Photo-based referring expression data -

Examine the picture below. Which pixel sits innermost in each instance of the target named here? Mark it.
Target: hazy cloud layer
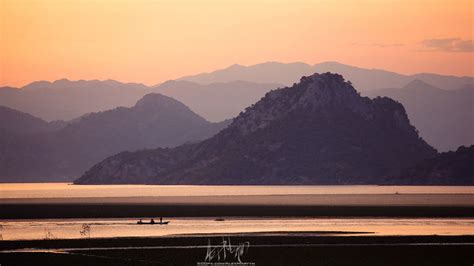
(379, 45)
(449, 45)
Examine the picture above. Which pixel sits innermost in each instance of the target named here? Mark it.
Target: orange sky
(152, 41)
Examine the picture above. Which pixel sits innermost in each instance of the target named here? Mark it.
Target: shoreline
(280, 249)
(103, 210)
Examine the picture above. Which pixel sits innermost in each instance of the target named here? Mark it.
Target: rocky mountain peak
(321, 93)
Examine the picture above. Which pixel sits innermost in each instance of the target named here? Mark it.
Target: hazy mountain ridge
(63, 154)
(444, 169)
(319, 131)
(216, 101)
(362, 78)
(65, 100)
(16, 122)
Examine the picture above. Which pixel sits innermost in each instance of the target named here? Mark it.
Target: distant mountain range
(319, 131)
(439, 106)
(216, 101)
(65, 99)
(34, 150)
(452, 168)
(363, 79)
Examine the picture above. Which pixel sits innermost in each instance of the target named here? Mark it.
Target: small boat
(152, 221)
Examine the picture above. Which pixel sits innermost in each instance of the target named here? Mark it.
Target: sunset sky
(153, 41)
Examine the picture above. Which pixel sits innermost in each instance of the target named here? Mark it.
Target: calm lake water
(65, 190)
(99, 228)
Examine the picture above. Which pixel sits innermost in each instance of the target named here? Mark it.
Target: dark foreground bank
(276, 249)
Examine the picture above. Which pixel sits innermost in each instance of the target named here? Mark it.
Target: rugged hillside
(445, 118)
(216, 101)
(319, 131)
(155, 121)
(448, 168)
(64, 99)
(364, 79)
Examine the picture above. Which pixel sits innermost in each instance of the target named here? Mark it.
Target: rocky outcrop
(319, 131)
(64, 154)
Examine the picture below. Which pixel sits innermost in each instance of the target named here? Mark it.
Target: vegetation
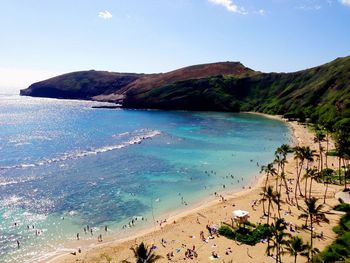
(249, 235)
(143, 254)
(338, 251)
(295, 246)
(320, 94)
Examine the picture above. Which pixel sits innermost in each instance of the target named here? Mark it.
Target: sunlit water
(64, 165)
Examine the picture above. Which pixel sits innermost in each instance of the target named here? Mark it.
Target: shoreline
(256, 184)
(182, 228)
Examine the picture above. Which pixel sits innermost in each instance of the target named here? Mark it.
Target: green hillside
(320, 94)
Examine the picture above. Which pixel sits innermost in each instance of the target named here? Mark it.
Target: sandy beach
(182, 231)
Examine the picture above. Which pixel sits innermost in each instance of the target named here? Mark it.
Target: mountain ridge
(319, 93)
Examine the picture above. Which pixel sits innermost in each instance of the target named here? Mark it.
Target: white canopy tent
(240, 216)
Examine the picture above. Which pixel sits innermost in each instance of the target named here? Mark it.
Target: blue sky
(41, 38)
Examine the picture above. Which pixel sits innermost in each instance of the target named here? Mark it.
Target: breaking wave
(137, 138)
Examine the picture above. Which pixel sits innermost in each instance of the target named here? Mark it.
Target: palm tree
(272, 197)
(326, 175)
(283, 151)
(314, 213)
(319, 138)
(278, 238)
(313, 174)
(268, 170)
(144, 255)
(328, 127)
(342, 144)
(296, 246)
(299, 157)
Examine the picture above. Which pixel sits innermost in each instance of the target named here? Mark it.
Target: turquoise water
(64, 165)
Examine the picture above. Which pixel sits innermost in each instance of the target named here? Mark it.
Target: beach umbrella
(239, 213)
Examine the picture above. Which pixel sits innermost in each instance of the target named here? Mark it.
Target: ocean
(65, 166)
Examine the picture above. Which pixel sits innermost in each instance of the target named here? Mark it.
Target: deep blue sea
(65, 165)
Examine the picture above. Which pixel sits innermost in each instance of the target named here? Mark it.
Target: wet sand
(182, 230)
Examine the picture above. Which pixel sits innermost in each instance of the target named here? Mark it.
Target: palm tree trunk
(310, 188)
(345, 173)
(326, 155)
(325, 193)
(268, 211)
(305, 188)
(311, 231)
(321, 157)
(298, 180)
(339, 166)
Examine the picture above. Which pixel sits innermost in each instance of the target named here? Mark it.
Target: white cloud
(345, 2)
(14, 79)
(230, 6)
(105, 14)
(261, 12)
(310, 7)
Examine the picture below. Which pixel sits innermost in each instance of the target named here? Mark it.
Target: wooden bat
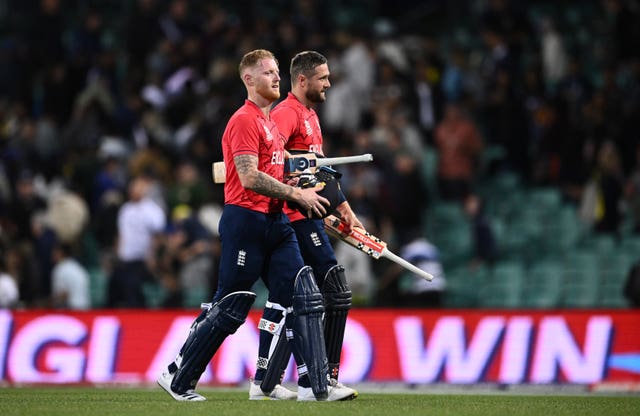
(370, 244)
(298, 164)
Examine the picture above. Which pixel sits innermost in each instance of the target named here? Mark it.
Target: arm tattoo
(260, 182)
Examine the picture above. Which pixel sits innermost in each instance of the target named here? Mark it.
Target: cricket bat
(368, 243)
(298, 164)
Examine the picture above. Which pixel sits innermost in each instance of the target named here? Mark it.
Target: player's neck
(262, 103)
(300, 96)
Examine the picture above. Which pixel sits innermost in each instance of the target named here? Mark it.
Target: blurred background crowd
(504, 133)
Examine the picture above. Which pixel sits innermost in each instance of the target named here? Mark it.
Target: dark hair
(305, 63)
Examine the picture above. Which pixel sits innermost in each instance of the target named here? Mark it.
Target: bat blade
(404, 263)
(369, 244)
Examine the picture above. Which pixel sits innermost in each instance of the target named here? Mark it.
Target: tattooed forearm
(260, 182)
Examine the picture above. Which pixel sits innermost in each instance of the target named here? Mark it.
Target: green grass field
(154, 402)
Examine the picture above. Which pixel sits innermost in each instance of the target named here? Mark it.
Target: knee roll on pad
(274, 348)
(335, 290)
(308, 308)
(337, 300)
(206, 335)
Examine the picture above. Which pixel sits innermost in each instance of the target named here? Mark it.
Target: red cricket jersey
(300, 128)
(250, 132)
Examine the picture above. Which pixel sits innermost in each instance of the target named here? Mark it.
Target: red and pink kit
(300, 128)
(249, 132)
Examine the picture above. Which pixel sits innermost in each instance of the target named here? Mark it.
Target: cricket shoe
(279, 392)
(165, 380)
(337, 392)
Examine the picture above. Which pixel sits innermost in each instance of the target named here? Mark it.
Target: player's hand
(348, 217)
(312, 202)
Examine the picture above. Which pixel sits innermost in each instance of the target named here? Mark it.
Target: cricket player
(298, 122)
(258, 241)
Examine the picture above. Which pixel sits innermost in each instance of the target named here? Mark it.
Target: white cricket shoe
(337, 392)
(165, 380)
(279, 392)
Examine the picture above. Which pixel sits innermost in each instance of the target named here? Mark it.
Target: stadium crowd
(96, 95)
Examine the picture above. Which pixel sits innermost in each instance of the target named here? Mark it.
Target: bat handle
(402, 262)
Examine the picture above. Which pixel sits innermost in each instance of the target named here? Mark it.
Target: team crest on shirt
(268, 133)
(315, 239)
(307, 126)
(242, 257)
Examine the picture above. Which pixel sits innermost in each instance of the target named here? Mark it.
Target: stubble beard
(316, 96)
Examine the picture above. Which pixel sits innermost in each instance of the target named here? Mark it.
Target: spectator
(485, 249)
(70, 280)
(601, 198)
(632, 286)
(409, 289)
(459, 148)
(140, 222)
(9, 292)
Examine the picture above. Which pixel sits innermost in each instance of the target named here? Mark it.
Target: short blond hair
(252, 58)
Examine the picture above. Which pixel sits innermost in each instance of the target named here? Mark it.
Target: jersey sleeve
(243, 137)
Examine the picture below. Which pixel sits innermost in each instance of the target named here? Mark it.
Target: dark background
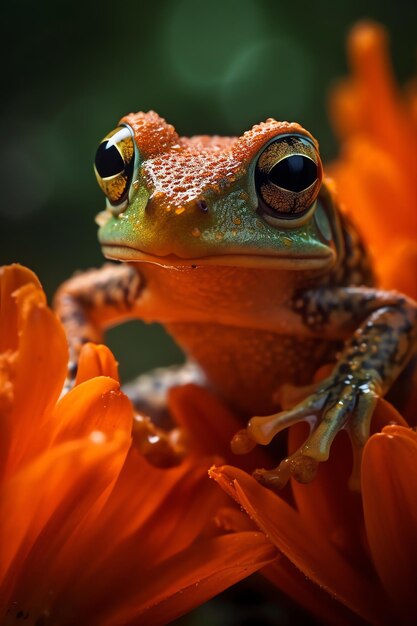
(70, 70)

WHAT THE EXERCISE ASKS - Every line of the records above must reappear exactly, though the pictures must not.

SOLVED PROBLEM -
Examine the picture below. Which pixel sits innermost in each instance of the target named here? Mark it.
Target: hazy cloud layer
(379, 45)
(449, 45)
Examine the picture above. Which pixel sits innermost in each instance of the target named here? Mark it.
Target: orange sky
(152, 41)
Examine the picture above. Which pixel sits innermost in each instance of the target named here? Mark it.
Target: shoreline
(280, 249)
(103, 210)
Examine the picture above. Which pixel sits innermost in each instance of the target named here? Mark it.
Target: rocky mountain peak
(321, 93)
Examine the picture above. Which pixel sits innermost in each instance of the target named here? Mark it.
Target: hazy mountain ridge
(63, 154)
(444, 169)
(319, 131)
(216, 101)
(362, 78)
(65, 100)
(16, 122)
Examine the picture above. Which pixel sits innermost in each instance of the target named here? Mark it.
Target: distant mountain range
(319, 131)
(439, 106)
(216, 101)
(65, 99)
(34, 150)
(452, 168)
(363, 79)
Examine the picture above. Which pixel sits innermost in each instance of the target named here? Mark it.
Target: small boat
(152, 221)
Examine the picture above. Which pixel sits innermost in each instance of the target named here? Mark it.
Target: sunset sky
(153, 41)
Examine the picture above. Which pixel sits innermost in each instance of the target named here? Mark it.
Target: calm lake water
(65, 190)
(99, 228)
Examine the picture above. Which pixel sits innermost in each instance of the target named here? Mark it.
Target: dark foreground bank
(276, 249)
Examine the picture above. Which pixel sits innermost in each instance of the target named here? Mark it.
Target: rugged hillside
(445, 118)
(216, 101)
(319, 131)
(155, 121)
(448, 168)
(64, 99)
(364, 79)
Examine the picture above. Which pixel sits innermost in each instance of the target named here? Mark it.
Target: rocky outcrop
(319, 131)
(64, 154)
Examine the picture below. Which pixel sits innermost in each instance of the target named here? Mark it.
Target: vegetation
(249, 235)
(143, 254)
(338, 251)
(295, 246)
(320, 94)
Examine the picture above. Which pixel sits innermost in each instance of the target named here? Mark it.
Target: sunlit water
(64, 165)
Examine the picture above. Which pixel sits innermost in each instance of the target named here? Mark it.
Target: shoreline
(256, 184)
(182, 228)
Examine the picture above. Which pixel sits innermost in each instance of the target named here? Mark it.
Target: green hillside
(320, 94)
Examine the picture above. Which pixel sits innermost in each instance of the target named here? Mark it.
Target: sandy beach
(182, 231)
Examine the picture above. Which pixel sits innermost in each instance of the target named here? Mark it.
Target: mountain ridge
(319, 93)
Examine the picture above. Which pixel sits innermost in each instance of the target named here? Mark it.
Target: white canopy tent
(240, 216)
Examine the picture above. Which pixel sits innermost in each instance of the target named here? Mark it.
Target: blue sky
(41, 38)
Examine the picture above. Which pixel sits innermost in each instance of the target named here? Mark it.
Target: breaking wave
(137, 138)
Examine the picture above. Which pixel sits innermost in each instance of the target named here? Mark it.
Target: palm tree
(272, 197)
(326, 175)
(283, 151)
(314, 213)
(319, 138)
(278, 238)
(313, 174)
(268, 170)
(144, 255)
(328, 127)
(342, 144)
(296, 246)
(299, 157)
Examine the picture above. Which pixel sits innermost in each instance of the target named here? Mark it.
Target: turquoise water
(64, 165)
Examine the picture above. Which pixel sits innermost in each instance of the target named here? Mark it.
Target: beach umbrella
(239, 213)
Examine the picture above. Which pixel sits innermost in each instance of the target named here? Mark it.
Target: ocean
(65, 166)
Examine the picture above. Which pixel sits innermost in each instance of the target named here? Mark it.
Target: deep blue sea
(65, 165)
Examine the picture above. Which pixel sits innermost in each instance of the target named here? Mark it.
Target: wet sand
(182, 230)
Examine the picture above. Which pixel sits innermost in each instance of the target named here? Mark it.
Target: palm tree trunk
(310, 188)
(345, 173)
(326, 155)
(325, 193)
(268, 211)
(305, 188)
(311, 231)
(321, 157)
(298, 180)
(339, 166)
Examine the picture above. Which pixel sits innermost in each instance of the target named here? Mark it.
Target: white cloud
(345, 2)
(14, 79)
(230, 6)
(105, 14)
(261, 12)
(310, 7)
Examine the picture below. Which pixel sits innermost in each instance of the target named here? Mark it.
Target: wooden bat
(370, 244)
(298, 164)
Examine the picture above. Which pixel sits innermost in each instance of the target named here? Mark it.
Target: arm tattoo
(260, 182)
Examine the picture above. Which pixel sits innermost in each instance of the target named here? Mark it.
Target: cricket bat
(368, 243)
(298, 164)
Examine the picture above. Which pixel sits innermost in each instance of the target named here? Mark it.
Target: player's neck
(262, 103)
(300, 96)
Examine the picture above. Which pixel sits innermost in each instance of the target named here? Mark it.
Target: blurred background crowd
(504, 133)
Examine the picture above. Which pixel sits innermost in each instance of the target named here? Mark it.
Target: dark hair
(305, 63)
Examine the picture above. Which pixel sits innermost in each instance of the target named here? Mark it.
Target: bat blade
(404, 263)
(369, 244)
Examine the picture above. Which pixel sits innermost in each instance of the target named here? Mark it.
Target: tattooed forearm
(260, 182)
Examine the picture above. Which pixel sits innermost in each instance of the target named here? Mark it.
Target: green grass field
(154, 402)
Examine the picture above. Which pixel sits innermost in each instance of the target named here? Mark it.
Target: knee roll on pad
(274, 348)
(335, 290)
(308, 308)
(337, 300)
(206, 335)
Examine the picture above. Which pixel sits innermost in each instance of the target named here? Mark it.
Target: red cricket jersey
(300, 128)
(250, 132)
Examine the picture above. Which pixel sits innermost in each instance of the target named here? Mark it.
Target: red and pink kit
(300, 128)
(249, 132)
Examine the picture above. Which pixel sits innermost in each instance of the target named here? Mark it.
Target: cricket shoe
(279, 392)
(165, 380)
(337, 392)
Examine the picture above. Which pixel sits innermost in each instance of the target named here? Mark it.
Target: player's hand
(348, 217)
(312, 202)
Examine the picture above. Which pixel sits innermost in each instance of the target named here? Mark it.
Target: cricket player
(298, 122)
(258, 241)
Examine the picture above. Which pixel sits innermost in each instance of the target named here? Mark it.
Target: white cricket shoe
(337, 392)
(165, 380)
(279, 392)
Examine the picture above. Which pixel sits innermost in each instance of the target named here? Mark it.
Target: stadium crowd
(96, 95)
Examine the picture above. Which pixel sits innermost in each instance of the target named here? Mark it.
Target: bat handle
(402, 262)
Examine the picture above. Which pixel sits innermost in each instance of the target named here? Mark it.
Target: team crest on shirt
(268, 133)
(315, 239)
(307, 126)
(242, 257)
Examine the picture above. Which pixel sits innermost in each instance of the target named here? Mark it.
Target: stubble beard
(316, 96)
Examine the picture above. Which pixel sits innermost in each instance of the target named here? Mark it.
Target: spectator
(485, 249)
(70, 280)
(601, 198)
(632, 286)
(409, 289)
(459, 148)
(140, 222)
(9, 292)
Examine the picture above. Which pixel sits innermost in each instance of the target named here? Mark it.
Target: short blond hair
(252, 58)
Examine the picture above. Which pixel sits innermost in each instance of the target named here? Mark it.
Target: jersey sleeve
(243, 137)
Examine the picture below. Which pixel sits innermost in each instance of the target named here? Mark it.
Target: dark background
(70, 70)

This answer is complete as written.